Give back all the data exactly, line by line.

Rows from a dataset

****************

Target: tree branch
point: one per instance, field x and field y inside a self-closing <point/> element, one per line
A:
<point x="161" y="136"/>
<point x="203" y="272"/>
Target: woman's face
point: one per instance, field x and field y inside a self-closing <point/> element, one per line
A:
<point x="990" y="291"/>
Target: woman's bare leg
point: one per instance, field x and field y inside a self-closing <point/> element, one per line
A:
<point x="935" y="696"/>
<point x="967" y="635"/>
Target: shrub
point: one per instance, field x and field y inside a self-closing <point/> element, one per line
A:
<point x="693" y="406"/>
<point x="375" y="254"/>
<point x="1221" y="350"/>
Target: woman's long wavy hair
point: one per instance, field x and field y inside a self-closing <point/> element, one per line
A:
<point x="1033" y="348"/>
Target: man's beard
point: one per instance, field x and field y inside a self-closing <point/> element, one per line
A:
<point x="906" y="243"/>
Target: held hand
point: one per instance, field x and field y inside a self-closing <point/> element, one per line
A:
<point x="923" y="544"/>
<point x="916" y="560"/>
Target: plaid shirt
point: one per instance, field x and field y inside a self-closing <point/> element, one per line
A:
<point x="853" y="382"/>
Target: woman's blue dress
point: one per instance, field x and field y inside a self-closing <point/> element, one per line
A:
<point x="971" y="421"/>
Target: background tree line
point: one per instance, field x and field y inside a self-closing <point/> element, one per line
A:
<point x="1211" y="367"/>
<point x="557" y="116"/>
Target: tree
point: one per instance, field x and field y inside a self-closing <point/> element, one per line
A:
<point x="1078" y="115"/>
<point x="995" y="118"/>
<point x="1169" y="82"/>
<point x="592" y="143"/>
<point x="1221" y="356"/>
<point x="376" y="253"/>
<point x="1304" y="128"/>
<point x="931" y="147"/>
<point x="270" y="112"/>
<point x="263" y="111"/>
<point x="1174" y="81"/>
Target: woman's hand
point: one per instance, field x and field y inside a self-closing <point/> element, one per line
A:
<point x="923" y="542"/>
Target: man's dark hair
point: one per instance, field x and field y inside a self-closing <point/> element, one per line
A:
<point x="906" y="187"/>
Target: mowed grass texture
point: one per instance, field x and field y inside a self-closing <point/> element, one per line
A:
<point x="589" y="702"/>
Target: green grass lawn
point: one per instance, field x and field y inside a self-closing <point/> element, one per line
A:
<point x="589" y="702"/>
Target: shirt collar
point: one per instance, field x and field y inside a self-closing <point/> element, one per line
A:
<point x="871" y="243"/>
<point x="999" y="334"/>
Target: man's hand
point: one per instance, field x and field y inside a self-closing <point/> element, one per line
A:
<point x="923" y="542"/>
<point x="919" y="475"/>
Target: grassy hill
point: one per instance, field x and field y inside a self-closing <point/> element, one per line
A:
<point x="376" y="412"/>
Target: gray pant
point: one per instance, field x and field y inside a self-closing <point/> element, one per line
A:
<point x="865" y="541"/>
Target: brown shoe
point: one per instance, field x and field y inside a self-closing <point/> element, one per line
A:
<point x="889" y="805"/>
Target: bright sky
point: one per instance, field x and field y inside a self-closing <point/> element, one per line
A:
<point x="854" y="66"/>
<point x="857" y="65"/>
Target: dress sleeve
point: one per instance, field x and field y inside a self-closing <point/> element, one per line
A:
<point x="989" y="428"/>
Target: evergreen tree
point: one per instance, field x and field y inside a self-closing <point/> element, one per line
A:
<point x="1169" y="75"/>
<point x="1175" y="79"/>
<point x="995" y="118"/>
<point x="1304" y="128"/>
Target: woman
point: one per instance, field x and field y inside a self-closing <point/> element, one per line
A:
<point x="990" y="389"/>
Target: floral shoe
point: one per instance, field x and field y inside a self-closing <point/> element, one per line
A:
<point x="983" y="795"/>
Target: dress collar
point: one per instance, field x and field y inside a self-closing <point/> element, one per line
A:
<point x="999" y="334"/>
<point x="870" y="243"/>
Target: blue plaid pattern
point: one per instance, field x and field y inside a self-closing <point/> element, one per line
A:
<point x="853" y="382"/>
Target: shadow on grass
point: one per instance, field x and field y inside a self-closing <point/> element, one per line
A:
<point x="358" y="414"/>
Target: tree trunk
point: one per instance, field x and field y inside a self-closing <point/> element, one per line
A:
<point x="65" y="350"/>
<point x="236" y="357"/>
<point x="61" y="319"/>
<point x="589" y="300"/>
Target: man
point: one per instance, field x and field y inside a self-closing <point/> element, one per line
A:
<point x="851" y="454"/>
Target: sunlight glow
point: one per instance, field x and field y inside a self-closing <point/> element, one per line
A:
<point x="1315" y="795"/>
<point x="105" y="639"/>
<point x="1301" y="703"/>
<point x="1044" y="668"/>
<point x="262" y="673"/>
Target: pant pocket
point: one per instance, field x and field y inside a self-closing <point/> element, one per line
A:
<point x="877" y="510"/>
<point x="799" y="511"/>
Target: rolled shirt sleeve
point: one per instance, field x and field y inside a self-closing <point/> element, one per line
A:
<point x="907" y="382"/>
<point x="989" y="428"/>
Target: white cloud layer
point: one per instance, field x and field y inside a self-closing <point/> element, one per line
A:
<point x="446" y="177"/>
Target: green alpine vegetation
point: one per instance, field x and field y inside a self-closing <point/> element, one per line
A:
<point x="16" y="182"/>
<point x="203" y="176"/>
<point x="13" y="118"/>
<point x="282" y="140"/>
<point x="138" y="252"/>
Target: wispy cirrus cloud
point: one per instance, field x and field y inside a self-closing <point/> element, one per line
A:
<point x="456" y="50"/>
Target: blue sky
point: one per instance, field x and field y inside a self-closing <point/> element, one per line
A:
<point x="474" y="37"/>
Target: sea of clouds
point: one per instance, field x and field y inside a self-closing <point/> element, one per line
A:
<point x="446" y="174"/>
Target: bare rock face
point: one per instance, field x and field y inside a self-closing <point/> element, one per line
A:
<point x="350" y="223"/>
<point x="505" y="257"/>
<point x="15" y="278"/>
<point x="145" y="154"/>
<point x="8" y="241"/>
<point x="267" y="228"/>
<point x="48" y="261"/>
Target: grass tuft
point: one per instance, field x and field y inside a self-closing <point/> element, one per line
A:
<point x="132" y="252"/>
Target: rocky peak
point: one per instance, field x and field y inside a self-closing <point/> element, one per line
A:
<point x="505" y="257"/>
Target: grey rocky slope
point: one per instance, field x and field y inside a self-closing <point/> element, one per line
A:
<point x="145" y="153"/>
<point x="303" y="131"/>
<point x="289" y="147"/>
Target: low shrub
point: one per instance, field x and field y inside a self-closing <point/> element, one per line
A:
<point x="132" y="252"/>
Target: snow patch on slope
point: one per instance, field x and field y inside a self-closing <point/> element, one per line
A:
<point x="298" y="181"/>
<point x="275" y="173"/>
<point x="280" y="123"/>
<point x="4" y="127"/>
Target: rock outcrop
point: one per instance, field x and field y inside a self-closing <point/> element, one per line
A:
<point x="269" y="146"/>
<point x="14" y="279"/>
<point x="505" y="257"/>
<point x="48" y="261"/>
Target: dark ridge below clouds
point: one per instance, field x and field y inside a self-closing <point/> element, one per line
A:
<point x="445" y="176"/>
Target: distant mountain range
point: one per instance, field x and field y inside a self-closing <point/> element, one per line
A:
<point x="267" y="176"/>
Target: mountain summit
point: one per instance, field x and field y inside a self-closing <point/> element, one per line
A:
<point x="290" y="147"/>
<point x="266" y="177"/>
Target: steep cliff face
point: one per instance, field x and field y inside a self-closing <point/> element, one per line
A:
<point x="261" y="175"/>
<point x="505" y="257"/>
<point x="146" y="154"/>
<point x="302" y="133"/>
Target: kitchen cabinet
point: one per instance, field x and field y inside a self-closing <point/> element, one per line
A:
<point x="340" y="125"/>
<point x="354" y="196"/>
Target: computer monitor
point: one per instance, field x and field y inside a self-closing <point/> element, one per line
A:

****************

◆ Full output:
Target: tree branch
point: one per instance, field x and field y inside a self-closing <point/> element, one per line
A:
<point x="161" y="136"/>
<point x="203" y="272"/>
Target: woman's face
point: one per instance, field x and field y inside a self-closing <point/> element, one per line
A:
<point x="990" y="291"/>
Target: woman's bare leg
point: one per instance, field x and field y inside a self-closing <point/> element, one per line
A:
<point x="935" y="696"/>
<point x="967" y="635"/>
Target: shrub
point: one per instance, field x and field y inside a self-closing <point/> element, one per line
A:
<point x="693" y="406"/>
<point x="375" y="254"/>
<point x="1221" y="350"/>
Target: woman's long wavy hair
point: one per instance, field x and field y inside a self-closing <point/> element, one per line
A:
<point x="1033" y="348"/>
Target: man's beard
point: one per instance, field x and field y inside a self-closing <point/> element, one per line
A:
<point x="906" y="243"/>
Target: held hand
point: one per instance, field x and field y inside a self-closing <point/> element, one per line
A:
<point x="923" y="544"/>
<point x="916" y="560"/>
Target: plaid shirt
point: one per instance, field x and field y inside a self-closing <point/> element, one per line
A:
<point x="853" y="382"/>
Target: woman's blue dress
point: one per instance, field x and field y inside a self-closing <point/> element, one per line
A:
<point x="971" y="421"/>
Target: background tree line
point: one per instance, field x and field y inside a self-closing <point/> element, one per line
A:
<point x="1211" y="367"/>
<point x="557" y="116"/>
Target: tree
point: one per instance, field x and field y inside a self-closing <point/> element, one per line
A:
<point x="1078" y="115"/>
<point x="995" y="118"/>
<point x="1169" y="82"/>
<point x="592" y="143"/>
<point x="1221" y="356"/>
<point x="376" y="253"/>
<point x="1304" y="128"/>
<point x="931" y="147"/>
<point x="270" y="112"/>
<point x="263" y="111"/>
<point x="1174" y="81"/>
Target: woman's hand
point: one per instance, field x and field y inside a self-closing <point/> element, one per line
A:
<point x="923" y="542"/>
Target: man's dark hair
point: one per instance, field x and field y inside a self-closing <point/> element, one per line
A:
<point x="906" y="187"/>
Target: mowed grass texture
point: one per instance, field x and field y inside a self-closing <point/> element, one per line
A:
<point x="589" y="702"/>
Target: green grass lawn
point: one per instance, field x and field y inside a self-closing <point/> element, one per line
A:
<point x="589" y="702"/>
Target: shirt collar
point: one per instance, field x and field y inside a self-closing <point/> element, one per line
A:
<point x="871" y="243"/>
<point x="999" y="334"/>
Target: man's hand
point: one per instance, field x and field y inside a self-closing <point/> element, one per line
A:
<point x="923" y="542"/>
<point x="919" y="475"/>
Target: grassy hill
point: one per instance, field x and field y inside a self-closing <point/> element, one per line
A:
<point x="376" y="412"/>
Target: gray pant
point: one per instance, field x and field y inside a self-closing <point/> element, one per line
A:
<point x="865" y="541"/>
Target: brown shoe
point: one per instance, field x and field y inside a self-closing <point/> element, one per line
A:
<point x="889" y="805"/>
Target: bright sky
point: one per instance, field x and field y inside a self-closing <point/> element, one per line
A:
<point x="854" y="66"/>
<point x="857" y="65"/>
Target: dress sleeve
point: one per instance, field x and field y inside a self-closing <point/> element, one per line
A:
<point x="989" y="428"/>
Target: evergreen tree
point: one per instance, field x and field y inside a self-closing <point/> element, one per line
A:
<point x="1169" y="75"/>
<point x="1175" y="79"/>
<point x="995" y="118"/>
<point x="1304" y="128"/>
Target: woman
point: one per instance, field x and field y inside a self-closing <point/> element, one per line
A:
<point x="990" y="389"/>
Target: floral shoe
point: one per instance, field x and field y inside a self-closing <point/> element, one per line
A:
<point x="983" y="795"/>
Target: dress collar
point: one per instance, field x and field y inside a self-closing <point/> element, one per line
A:
<point x="999" y="334"/>
<point x="870" y="243"/>
Target: blue plaid pattern
point: one per instance, field x and field y inside a self-closing <point/> element, one per line
A:
<point x="853" y="382"/>
Target: shadow on grass
point: one per instance, field x and field y inside a self-closing <point/> element, one per line
A:
<point x="358" y="414"/>
Target: tree trunk
point: one per instance, field x and field y inside a self-closing <point/> element, one per line
A:
<point x="65" y="350"/>
<point x="236" y="357"/>
<point x="61" y="319"/>
<point x="589" y="300"/>
Target: man
point: one per instance, field x and field y inside a self-closing <point/> element, one per line
A:
<point x="851" y="454"/>
Target: sunlight glow
point: one per instance, field x and field y inside a self-closing <point/> element, one per line
A:
<point x="1315" y="795"/>
<point x="105" y="639"/>
<point x="1301" y="703"/>
<point x="1044" y="668"/>
<point x="262" y="673"/>
Target: pant pocket
point: one per instance, field x and field y inside a self-closing <point/> element, one per line
A:
<point x="877" y="510"/>
<point x="799" y="511"/>
Target: rolled shirt sleeve
point: one per instance, field x and field y inside a self-closing <point/> element, one per line
A:
<point x="907" y="382"/>
<point x="989" y="428"/>
Target: white cloud layer
point: one per instance, field x and field y inside a self-closing <point/> element, one per line
A:
<point x="446" y="177"/>
Target: green alpine vegetation
point: one per instance, field x and field y inside a self-closing <point/> element, one per line
A:
<point x="16" y="182"/>
<point x="203" y="176"/>
<point x="13" y="118"/>
<point x="282" y="140"/>
<point x="138" y="252"/>
Target: wispy cirrus cloud
point: one per instance, field x and field y inside a self-closing <point/> element, one per line
A:
<point x="456" y="50"/>
Target: blue sky
point: one per instance, field x and field y inside a self-closing <point/> element, one per line
A:
<point x="474" y="37"/>
Target: sea of clouds
point: one per instance, field x and field y inside a self-closing <point/> element, one per line
A:
<point x="446" y="174"/>
Target: bare rock face
point: one per instance, field x and field y inside a self-closing <point/> element, one per line
A:
<point x="350" y="223"/>
<point x="505" y="257"/>
<point x="15" y="278"/>
<point x="145" y="154"/>
<point x="8" y="241"/>
<point x="267" y="228"/>
<point x="48" y="261"/>
Target: grass tuft
point: one per instance, field x and field y inside a self-closing <point/> element, one per line
A:
<point x="132" y="252"/>
Target: rocky peak
point: one per instance, field x and field y inside a self-closing <point/> element, one per line
A:
<point x="505" y="257"/>
Target: grey rocky slope
point: one per instance, field x and field y inside a self-closing <point/> element, one per line
A:
<point x="145" y="153"/>
<point x="303" y="131"/>
<point x="289" y="147"/>
Target: low shrub
point: one per instance, field x and field y inside a self-closing <point/> element, one per line
A:
<point x="132" y="252"/>
Target: snow patch on slope
point: one per instance, field x and field y inside a self-closing <point/> element, one per line
A:
<point x="298" y="181"/>
<point x="275" y="173"/>
<point x="280" y="123"/>
<point x="4" y="127"/>
Target: rock outcrop
point: one per instance, field x and field y inside a self-closing <point/> element, one per line
A:
<point x="269" y="146"/>
<point x="14" y="279"/>
<point x="505" y="257"/>
<point x="48" y="261"/>
Target: dark ridge below clouds
point: one per instance, field x and field y inside a self-closing <point/> element, one per line
A:
<point x="445" y="176"/>
Target: distant mountain range
point: one per instance, field x and field y inside a self-closing <point/> element, one per line
A:
<point x="267" y="176"/>
Target: mountain summit
point: one per instance, field x and field y inside a self-closing <point/> element, one per line
A:
<point x="290" y="147"/>
<point x="266" y="177"/>
Target: steep cliff face
point: one per instance, field x and field y inside a self-closing <point/> element, one per line
A:
<point x="261" y="175"/>
<point x="505" y="257"/>
<point x="146" y="154"/>
<point x="302" y="133"/>
Target: kitchen cabinet
point: one per instance, field x and field y inside a self-closing <point/> element, one per line
A:
<point x="340" y="125"/>
<point x="354" y="196"/>
Target: computer monitor
point: one per instance, field x and field y inside a self-closing <point/> element, one per line
A:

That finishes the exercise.